Aspire Mining Limited (ASX: AKM, the “ Company ” or “ Aspire ”) is pleased to advise that it has received an independent Chinese Coal Market Report (“ Report ”) commissioned by the Company from a leading coal consultancy firm in China (“ Coal Consultant ”) confirming the marketability of a blended coking coal product (“ Mongolian Blend ”).
The Mongolian Blend is a blend of between 25-50% Aspire’s Ovoot Project indicative coking coal and other Mongolian selected thermal and non-coking coals. The Report was commissioned to assess the marketability and indicative pricing of the Mongolian Blend in order to complete a Scoping Study to support the development of a regional coal blending facility at the Sainshand Industrial Park (“ Sainshand ”) located along the Trans-Mongolian Railway in southern Mongolia (refer Figure 1).

Set of tasks
1 > In the Aspire Mining excerpt, what share of the Mongolian Blend is made up of Ovoot Project indicative coking coal?
2 > Reproduce the Aspire Mining excerpt word for word from "Aspire Mining Limited" to "(refer Figure 1).".

Dataset rows
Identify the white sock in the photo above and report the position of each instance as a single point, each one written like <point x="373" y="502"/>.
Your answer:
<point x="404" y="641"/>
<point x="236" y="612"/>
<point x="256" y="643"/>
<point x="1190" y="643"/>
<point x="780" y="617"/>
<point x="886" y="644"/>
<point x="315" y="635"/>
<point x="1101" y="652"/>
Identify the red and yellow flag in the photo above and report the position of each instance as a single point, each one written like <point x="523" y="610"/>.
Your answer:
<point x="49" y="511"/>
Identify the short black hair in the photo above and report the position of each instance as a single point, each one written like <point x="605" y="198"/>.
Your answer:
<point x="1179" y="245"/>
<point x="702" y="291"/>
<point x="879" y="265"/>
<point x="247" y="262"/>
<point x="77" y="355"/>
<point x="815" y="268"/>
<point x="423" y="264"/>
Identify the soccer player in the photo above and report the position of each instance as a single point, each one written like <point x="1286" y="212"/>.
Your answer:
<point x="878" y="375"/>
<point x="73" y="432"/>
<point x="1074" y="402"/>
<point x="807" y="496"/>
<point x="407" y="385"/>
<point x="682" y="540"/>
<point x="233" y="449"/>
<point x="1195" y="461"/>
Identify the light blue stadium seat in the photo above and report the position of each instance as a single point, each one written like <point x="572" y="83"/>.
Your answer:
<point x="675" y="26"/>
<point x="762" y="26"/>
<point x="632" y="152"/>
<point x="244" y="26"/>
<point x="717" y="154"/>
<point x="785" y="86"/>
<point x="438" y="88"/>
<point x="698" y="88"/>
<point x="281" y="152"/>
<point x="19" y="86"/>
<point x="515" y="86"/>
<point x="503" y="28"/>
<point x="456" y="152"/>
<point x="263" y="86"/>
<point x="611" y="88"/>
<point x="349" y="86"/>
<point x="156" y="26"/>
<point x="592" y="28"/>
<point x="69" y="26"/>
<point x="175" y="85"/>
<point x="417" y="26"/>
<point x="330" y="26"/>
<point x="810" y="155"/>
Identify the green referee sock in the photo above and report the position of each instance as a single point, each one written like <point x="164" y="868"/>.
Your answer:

Solutions below
1 > Between 25% and 50%.

2 >
Aspire Mining Limited (ASX: AKM, the “ Company ” or “ Aspire ”) is pleased to advise that it has received an independent Chinese Coal Market Report (“ Report ”) commissioned by the Company from a leading coal consultancy firm in China (“ Coal Consultant ”) confirming the marketability of a blended coking coal product (“ Mongolian Blend ”).
The Mongolian Blend is a blend of between 25-50% Aspire’s Ovoot Project indicative coking coal and other Mongolian selected thermal and non-coking coals. The Report was commissioned to assess the marketability and indicative pricing of the Mongolian Blend in order to complete a Scoping Study to support the development of a regional coal blending facility at the Sainshand Industrial Park (“ Sainshand ”) located along the Trans-Mongolian Railway in southern Mongolia (refer Figure 1).